Officials in Washington County have been unable to locate more than 100 pieces of DNA evidence tied to a rape and manslaughter appeal, despite a judge ordering them to do so in mid-September.
Instead, they say an assistant district attorney of Mississippi’s 4th Circuit Court District, which includes Greenville, was the last person to possess the evidence. Officials in the district attorney’s office say that’s not true.
Regardless of blame, the evidence is key to whether King Brown Jr., who was convicted in 2005, will remain incarcerated in the Marshall County Correctional Facility. He has been incarcerated for more than 20 years.
In affidavits filed Feb. 18 in Washington County Circuit Court, employees of the circuit clerk’s office described receiving verbal confirmation in September of some of the evidence being at the county district attorney’s office. In their affidavits, Washington County Circuit Clerk Barbara Esters-Parker and two deputies said an employee of the district attorney’s office previously acknowledged being the last to see and possess some of the evidence.
But an unsigned statement from the district attorney’s office sent Tuesday to Mississippi Today says no one at the district attorney’s office “has ever possessed, viewed or handled any of the exhibits and/or physical evidence” since the 2005 trial.
The DNA evidence, ranging from a sexual assault kit to finger nail scrapings, is tied to the 2002 killing of R.W., a 6 year-old girl in Greenville. She was found dead in a garbage bin that belonged to her grandmother’s neighbors — the family of King Brown Jr., who was convicted in 2005 of raping and killing R.W.
Jacob Howard and Adnan Sultan, Brown’s attorneys who are appealing his convictions, have argued that if the DNA evidence is lost, their client’s charges should be dismissed and his convictions vacated. Howard and Sultan declined to comment on the latest court filings.
H.T. Crosby Park in Greenville, at the intersection of Legion Drive and Dublin Street, on Nov. 21, 2025. Beneath the sign for the park is a memorial for a 6-year-old girl who was last seen at the park in 2002 before she was later found dead nearby. Credit: Leonardo Bevilacqua / Mississippi TodayOn Sept. 16, Circuit Judge Richard Smith ordered the circuit court employees to ship the evidence to Bode Technology for modern DNA testing.
Instead of DNA evidence, the prosecution’s case against Brown had hinged on microscopic hair comparison, which has since been discredited in FBI guidance for having “no scientific support” and low accuracy in identifying perpetrators.
In her recent affidavit, Esters-Parker wrote that on Sept. 19, a district attorney’s office employee named Carla confirmed by phone that Assistant District Attorney Austin Frye, the lead prosecutor on Brown’s case, had a box labeled “King Brown.” Esters-Parker and two deputies were aware of a box with evidence that had been stored in a black garbage can in the Youth Court Storage Room as recently as Aug. 29, 2023.
In a separate affidavit, Deputy Circuit Court Clerk Cynthia Lakes said Frye denied he had the box of evidence when she and another deputy clerk arrived to pick it up the following Monday. The box was open and contained documents, but none of the bags of evidence Carla had described, Lakes’ statement read.

◆ REQUIREMENT 1
Using the article on the missing DNA evidence, decide whether each statement agrees with it: (a) King Brown Jr. was convicted in 2005; (b) the prosecution's case against Brown rested on DNA evidence; (c) Brown's attorneys commented on the latest court filings. For each, answer yes or no and quote the deciding words.
◆ REQUIREMENT 2
Retype part of the article on the missing DNA evidence without changes, beginning at the words "In a separate" and stopping after the words "Lakes’ statement read.".

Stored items
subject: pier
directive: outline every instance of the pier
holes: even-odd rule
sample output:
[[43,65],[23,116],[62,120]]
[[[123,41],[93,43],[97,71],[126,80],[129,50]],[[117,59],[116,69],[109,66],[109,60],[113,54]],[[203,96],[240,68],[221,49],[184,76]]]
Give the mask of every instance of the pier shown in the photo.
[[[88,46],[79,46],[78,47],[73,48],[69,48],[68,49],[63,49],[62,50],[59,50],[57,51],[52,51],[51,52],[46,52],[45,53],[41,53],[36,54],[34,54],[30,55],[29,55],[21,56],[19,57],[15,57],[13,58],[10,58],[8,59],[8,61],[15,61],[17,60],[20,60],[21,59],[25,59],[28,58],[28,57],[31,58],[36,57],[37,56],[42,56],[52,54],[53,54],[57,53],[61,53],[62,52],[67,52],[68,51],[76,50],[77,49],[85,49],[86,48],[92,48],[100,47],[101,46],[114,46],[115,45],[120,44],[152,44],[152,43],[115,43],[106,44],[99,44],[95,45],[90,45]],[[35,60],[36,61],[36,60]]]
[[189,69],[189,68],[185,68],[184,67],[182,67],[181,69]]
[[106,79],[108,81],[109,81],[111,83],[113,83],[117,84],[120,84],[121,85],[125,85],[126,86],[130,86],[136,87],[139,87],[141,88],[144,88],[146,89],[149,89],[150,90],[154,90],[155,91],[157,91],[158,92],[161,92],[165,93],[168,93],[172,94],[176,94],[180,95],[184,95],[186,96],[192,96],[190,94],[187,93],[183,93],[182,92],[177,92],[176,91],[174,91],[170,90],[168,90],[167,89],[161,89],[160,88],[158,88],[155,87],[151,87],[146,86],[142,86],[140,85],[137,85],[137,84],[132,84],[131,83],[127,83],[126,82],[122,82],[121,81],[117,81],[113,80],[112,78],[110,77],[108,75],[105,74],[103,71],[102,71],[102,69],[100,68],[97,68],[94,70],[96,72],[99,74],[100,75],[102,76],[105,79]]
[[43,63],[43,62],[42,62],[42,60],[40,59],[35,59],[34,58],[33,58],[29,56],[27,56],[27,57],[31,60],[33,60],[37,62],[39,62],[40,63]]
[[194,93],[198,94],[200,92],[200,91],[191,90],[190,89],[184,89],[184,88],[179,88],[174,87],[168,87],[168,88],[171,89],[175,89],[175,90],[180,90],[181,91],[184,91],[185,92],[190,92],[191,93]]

◆ RESULT 1
(a) Yes: "who was convicted in 2005"
(b) No: "Instead of DNA evidence, the prosecution’s case against Brown had hinged on microscopic hair comparison"
(c) No: "Howard and Sultan declined to comment on the latest court filings."

◆ RESULT 2
In a separate affidavit, Deputy Circuit Court Clerk Cynthia Lakes said Frye denied he had the box of evidence when she and another deputy clerk arrived to pick it up the following Monday. The box was open and contained documents, but none of the bags of evidence Carla had described, Lakes’ statement read.